■ Written request
According to the passage below about foreigners' status in China, what did the Chinese forbid that week?

■ Extracted text
* Start *

Just this week, the Chinese have forbidden the mixture of English words or acronyms into Mandarin sentences, and who can blame them for trusting their instincts and fearing our influence, linguistic or otherwise? From the Treaty of Nanjing (1842) to the Eight Nations Gathering (a.k.a. Boxer Rebellion of 1900) and beyond, colonialism and imperialism have been felt here, and perhaps are still at work in the form of the WTO and financial bubbles. In spite of a history of transgression by foreign devils, fair-skinned outsiders are given automatic social status by their Chinese hosts. The status we receive in the guest-host relationship is so great that agencies exist to employ us as temporary figureheads for imaginary companies in order to impress locals, who think their firm is somehow bolstered by its association with one that is foreign-owned or operated. Because of this questionable status, we are hired to speak in our native English for just a few minutes to uncomprehending Chinese audiences in order to give some mundane speech that will only be understood after the verbiage has been interpreted back into the Mandarin from whence it came. How do I know? There’s a CNN article and video news report to this effect, and I was also hired for this purpose one week ago.

* End *

■ Given information
* Start *

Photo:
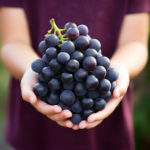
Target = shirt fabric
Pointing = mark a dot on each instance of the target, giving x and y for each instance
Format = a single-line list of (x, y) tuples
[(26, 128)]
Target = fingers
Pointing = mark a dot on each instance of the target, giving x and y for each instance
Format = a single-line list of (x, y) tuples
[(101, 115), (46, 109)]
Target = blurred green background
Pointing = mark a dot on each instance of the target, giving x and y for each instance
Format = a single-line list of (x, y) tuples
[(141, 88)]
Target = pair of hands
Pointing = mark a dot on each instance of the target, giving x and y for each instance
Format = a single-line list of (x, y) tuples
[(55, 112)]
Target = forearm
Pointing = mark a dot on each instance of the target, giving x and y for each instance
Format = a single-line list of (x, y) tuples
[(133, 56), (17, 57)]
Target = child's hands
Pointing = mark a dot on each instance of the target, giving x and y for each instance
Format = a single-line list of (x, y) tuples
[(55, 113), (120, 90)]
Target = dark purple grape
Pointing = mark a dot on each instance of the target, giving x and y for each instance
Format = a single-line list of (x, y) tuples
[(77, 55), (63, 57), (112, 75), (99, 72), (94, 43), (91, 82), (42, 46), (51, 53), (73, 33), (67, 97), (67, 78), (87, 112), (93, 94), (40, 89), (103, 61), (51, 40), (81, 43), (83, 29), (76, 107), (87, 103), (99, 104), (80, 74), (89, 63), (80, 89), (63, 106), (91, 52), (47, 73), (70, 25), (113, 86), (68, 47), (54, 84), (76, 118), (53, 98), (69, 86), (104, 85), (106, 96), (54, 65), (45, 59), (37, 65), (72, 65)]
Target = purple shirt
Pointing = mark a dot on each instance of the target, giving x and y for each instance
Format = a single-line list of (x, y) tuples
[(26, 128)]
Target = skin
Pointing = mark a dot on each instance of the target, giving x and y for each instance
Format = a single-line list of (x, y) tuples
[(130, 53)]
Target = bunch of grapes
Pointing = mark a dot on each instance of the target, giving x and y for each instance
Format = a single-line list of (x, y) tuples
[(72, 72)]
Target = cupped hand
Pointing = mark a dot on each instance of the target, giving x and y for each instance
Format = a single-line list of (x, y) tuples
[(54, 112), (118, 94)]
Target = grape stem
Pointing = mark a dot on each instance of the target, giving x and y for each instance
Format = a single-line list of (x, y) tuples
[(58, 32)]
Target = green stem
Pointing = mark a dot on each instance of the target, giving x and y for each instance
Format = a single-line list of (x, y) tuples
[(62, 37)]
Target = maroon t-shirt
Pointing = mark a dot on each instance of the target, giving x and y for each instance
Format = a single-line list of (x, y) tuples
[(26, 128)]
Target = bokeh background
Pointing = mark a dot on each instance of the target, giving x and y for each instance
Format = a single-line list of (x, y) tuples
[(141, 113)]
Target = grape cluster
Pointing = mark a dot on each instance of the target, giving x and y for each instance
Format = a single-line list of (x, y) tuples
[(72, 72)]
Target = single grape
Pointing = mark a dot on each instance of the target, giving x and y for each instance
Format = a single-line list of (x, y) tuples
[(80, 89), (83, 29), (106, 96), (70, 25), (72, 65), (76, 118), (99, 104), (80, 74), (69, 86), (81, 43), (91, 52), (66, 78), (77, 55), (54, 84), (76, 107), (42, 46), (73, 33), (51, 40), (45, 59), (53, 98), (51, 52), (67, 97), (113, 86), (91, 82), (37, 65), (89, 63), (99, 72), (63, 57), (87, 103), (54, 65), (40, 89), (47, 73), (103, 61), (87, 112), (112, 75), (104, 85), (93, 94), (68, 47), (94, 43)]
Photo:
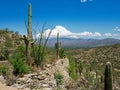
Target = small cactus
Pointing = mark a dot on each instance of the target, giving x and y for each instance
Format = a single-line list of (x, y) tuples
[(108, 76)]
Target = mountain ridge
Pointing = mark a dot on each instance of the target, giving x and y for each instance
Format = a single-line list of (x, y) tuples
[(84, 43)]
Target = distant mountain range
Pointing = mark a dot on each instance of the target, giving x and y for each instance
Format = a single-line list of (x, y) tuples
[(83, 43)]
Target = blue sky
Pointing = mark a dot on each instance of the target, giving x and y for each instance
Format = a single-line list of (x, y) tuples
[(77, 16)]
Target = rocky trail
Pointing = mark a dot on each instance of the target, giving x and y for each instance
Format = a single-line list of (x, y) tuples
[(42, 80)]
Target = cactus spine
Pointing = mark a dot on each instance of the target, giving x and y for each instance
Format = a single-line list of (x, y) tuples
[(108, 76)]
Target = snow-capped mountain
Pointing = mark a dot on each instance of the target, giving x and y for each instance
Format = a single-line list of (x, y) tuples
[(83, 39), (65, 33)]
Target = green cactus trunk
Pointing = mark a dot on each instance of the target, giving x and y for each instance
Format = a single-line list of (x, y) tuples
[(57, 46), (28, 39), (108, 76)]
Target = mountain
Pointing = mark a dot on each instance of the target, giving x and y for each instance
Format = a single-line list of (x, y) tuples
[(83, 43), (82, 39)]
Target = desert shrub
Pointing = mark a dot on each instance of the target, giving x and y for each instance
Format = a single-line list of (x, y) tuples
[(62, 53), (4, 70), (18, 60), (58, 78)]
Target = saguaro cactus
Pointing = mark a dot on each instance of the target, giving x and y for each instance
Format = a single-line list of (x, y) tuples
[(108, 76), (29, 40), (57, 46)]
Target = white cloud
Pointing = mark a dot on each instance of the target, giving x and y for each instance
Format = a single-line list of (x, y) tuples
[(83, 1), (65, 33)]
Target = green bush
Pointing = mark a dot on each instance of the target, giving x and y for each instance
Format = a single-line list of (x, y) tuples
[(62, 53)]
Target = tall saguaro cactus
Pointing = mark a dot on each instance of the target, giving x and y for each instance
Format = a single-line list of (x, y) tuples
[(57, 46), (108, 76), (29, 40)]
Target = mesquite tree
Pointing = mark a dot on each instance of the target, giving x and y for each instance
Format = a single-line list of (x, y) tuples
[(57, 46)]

* End *
* Start *

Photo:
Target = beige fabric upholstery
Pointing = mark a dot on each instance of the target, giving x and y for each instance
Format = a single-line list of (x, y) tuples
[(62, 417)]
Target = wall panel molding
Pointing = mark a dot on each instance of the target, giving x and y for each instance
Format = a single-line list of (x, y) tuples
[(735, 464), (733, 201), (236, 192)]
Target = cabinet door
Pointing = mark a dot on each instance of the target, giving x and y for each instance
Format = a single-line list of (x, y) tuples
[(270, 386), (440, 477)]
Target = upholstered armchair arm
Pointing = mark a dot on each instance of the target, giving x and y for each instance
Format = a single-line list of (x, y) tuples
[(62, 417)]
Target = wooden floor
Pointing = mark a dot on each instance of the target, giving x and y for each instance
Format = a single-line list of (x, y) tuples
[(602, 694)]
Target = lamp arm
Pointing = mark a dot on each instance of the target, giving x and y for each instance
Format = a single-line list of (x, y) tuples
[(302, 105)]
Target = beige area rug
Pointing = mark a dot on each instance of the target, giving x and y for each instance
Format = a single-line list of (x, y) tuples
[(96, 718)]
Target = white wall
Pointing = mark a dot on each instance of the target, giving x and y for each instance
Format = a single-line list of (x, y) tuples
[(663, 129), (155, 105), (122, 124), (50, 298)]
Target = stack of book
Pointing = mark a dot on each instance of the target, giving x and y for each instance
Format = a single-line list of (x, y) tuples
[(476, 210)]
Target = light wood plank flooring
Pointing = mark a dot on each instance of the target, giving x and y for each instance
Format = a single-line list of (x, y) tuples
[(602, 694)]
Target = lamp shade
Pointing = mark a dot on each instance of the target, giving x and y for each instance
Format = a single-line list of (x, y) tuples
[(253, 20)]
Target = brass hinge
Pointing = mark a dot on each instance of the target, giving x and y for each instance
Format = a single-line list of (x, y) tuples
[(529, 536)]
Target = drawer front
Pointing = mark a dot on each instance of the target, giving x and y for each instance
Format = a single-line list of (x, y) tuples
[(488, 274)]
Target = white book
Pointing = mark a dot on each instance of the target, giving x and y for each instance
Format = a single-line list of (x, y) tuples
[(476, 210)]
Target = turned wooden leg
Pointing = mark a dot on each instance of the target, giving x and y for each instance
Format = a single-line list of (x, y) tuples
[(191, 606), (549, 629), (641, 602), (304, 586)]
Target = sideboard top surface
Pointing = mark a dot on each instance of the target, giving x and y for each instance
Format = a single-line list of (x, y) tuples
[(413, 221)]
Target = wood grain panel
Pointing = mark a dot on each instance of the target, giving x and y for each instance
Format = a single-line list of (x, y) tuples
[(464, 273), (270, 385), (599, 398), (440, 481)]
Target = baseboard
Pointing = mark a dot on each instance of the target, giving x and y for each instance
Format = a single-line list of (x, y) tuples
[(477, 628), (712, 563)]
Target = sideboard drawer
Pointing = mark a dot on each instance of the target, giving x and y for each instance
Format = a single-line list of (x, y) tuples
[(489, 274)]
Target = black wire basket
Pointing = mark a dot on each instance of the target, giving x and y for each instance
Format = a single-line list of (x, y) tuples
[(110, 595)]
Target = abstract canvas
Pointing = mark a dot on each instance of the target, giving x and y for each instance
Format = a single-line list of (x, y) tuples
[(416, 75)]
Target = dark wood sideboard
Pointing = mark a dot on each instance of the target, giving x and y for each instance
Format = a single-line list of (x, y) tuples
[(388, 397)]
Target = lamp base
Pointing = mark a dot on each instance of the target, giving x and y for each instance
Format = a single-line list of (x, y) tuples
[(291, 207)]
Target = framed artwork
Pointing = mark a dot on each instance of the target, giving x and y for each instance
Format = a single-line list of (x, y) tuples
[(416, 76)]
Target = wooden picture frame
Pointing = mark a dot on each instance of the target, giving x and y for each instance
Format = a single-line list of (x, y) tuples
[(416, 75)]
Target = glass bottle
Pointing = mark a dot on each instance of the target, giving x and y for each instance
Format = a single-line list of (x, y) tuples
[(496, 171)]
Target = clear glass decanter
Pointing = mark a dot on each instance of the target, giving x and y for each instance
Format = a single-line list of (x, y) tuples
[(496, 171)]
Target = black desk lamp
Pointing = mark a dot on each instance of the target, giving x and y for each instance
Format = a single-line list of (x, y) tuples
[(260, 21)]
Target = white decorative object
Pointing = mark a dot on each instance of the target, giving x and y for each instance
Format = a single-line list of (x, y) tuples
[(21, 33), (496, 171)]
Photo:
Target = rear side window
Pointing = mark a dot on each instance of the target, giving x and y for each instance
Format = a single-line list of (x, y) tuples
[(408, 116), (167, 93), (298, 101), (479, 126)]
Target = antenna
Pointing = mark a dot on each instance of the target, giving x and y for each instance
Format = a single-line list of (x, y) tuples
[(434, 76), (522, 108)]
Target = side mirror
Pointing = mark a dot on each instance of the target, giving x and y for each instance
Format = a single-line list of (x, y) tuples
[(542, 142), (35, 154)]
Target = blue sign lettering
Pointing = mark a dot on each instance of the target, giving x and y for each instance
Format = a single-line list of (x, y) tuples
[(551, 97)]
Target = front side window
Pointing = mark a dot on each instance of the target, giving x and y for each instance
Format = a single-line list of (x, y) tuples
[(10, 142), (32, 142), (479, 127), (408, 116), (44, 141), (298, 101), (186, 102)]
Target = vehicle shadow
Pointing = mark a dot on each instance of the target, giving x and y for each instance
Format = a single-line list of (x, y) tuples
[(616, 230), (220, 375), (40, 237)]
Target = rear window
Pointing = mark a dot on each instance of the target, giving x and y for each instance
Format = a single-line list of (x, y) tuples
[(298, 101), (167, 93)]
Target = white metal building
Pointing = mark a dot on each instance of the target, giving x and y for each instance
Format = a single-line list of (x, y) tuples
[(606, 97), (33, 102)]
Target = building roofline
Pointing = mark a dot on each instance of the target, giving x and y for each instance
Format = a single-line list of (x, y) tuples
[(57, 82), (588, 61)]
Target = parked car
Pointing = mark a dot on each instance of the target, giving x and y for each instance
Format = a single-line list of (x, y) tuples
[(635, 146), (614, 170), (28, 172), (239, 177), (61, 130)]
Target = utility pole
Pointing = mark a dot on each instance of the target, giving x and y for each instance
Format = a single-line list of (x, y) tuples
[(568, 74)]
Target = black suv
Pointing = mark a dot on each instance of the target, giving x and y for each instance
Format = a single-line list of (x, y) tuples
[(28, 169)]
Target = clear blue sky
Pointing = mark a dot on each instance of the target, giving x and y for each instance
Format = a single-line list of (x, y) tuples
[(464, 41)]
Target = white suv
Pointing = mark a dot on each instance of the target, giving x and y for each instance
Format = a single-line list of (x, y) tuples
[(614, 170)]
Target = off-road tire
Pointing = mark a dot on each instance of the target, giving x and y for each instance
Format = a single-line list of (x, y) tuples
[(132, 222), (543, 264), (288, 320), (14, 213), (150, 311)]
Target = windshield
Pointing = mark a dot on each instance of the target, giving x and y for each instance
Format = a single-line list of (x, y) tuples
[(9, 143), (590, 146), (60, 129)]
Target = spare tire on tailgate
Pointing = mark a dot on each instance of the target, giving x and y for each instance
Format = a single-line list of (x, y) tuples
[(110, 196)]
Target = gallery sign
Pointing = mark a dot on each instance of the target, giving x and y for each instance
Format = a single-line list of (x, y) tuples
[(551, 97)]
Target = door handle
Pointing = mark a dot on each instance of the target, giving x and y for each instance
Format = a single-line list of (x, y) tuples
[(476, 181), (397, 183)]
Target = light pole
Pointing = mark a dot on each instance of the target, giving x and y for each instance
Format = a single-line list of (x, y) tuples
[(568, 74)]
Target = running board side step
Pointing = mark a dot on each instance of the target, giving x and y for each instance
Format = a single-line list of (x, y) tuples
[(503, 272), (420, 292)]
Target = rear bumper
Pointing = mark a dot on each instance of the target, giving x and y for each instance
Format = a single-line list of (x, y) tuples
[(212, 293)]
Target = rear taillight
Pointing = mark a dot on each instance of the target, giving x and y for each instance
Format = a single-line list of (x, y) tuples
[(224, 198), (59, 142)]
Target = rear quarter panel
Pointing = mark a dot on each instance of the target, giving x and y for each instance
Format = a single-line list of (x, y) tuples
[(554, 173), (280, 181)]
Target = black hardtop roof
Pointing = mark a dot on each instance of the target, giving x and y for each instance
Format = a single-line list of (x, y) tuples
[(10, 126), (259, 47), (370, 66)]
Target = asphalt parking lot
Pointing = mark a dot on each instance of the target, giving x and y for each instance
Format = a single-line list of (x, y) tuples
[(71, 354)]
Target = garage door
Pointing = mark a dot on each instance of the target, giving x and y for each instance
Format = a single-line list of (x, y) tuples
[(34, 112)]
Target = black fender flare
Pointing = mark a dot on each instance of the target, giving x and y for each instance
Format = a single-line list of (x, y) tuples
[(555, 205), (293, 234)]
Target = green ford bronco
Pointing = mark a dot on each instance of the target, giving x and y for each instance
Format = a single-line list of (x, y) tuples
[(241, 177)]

* End *
* Start *

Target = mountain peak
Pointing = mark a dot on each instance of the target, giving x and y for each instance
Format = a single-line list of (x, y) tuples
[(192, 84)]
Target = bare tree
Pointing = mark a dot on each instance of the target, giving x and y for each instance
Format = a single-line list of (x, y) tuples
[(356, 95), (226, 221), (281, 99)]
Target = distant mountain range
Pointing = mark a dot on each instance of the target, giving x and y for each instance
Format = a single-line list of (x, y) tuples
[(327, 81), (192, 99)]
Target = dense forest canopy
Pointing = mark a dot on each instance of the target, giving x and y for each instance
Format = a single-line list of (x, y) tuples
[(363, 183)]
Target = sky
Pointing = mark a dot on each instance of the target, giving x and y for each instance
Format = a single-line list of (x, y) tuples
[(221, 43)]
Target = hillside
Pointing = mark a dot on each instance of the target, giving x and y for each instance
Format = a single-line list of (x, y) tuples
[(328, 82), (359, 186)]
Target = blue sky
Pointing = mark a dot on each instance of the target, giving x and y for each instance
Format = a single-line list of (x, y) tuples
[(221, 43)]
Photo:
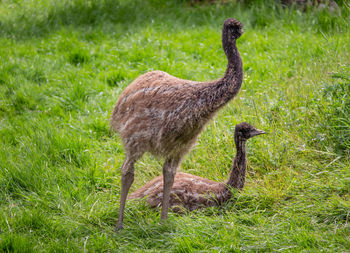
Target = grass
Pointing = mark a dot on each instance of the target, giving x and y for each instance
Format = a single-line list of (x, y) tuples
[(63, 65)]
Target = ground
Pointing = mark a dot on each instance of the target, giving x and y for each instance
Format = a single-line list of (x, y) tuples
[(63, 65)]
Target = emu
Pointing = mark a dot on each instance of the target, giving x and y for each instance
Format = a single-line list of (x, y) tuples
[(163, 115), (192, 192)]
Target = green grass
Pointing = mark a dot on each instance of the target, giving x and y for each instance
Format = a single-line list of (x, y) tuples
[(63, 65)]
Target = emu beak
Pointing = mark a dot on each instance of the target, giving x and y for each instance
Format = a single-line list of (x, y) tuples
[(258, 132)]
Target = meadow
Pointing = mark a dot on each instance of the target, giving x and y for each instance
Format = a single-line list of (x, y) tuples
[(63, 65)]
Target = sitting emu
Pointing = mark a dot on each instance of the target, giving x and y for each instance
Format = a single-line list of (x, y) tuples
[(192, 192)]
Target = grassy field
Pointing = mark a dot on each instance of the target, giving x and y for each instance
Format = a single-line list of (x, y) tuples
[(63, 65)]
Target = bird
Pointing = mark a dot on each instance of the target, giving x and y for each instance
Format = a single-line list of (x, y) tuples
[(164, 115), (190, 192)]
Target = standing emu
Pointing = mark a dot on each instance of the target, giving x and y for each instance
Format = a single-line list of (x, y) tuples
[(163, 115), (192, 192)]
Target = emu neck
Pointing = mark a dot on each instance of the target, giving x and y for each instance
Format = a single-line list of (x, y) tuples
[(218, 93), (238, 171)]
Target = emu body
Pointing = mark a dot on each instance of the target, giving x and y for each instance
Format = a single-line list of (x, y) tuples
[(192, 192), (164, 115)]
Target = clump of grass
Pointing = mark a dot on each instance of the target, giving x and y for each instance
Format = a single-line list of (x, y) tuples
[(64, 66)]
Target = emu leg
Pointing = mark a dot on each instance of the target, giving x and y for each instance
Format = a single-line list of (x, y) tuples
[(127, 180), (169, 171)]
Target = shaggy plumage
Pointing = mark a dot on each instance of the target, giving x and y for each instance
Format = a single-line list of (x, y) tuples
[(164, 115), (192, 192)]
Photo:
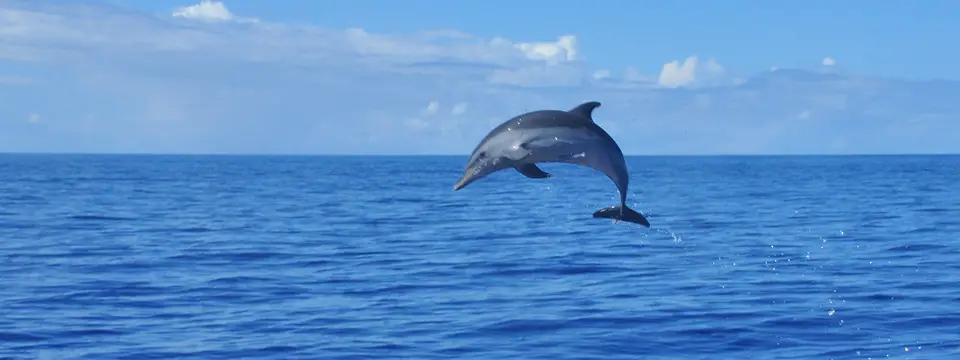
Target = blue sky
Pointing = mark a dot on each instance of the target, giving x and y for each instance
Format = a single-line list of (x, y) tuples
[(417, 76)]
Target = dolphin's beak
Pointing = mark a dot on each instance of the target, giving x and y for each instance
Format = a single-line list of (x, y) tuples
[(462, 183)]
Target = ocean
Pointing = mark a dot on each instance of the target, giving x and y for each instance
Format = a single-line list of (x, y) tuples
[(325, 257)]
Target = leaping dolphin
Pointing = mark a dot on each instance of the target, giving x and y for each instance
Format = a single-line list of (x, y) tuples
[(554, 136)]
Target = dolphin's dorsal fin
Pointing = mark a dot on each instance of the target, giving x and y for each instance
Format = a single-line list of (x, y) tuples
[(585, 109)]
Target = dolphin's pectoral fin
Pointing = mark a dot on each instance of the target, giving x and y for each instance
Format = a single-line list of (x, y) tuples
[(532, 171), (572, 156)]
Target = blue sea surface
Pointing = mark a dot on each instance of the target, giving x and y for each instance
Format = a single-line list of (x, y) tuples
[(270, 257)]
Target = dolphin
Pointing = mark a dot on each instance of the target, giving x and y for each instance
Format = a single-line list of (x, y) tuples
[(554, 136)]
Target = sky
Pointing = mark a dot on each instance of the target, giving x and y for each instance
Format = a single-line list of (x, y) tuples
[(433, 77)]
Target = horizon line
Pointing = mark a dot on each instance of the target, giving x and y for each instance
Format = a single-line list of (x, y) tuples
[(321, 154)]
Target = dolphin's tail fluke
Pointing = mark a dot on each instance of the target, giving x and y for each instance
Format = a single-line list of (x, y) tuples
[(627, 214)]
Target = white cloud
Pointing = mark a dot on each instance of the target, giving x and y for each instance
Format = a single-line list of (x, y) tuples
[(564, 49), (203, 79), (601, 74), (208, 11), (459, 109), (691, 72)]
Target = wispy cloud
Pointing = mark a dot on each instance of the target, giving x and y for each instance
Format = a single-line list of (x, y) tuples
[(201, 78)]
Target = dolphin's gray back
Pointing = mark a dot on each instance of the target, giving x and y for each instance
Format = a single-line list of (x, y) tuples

* End *

■ Correct output
Mixing English words or acronyms into Mandarin sentences.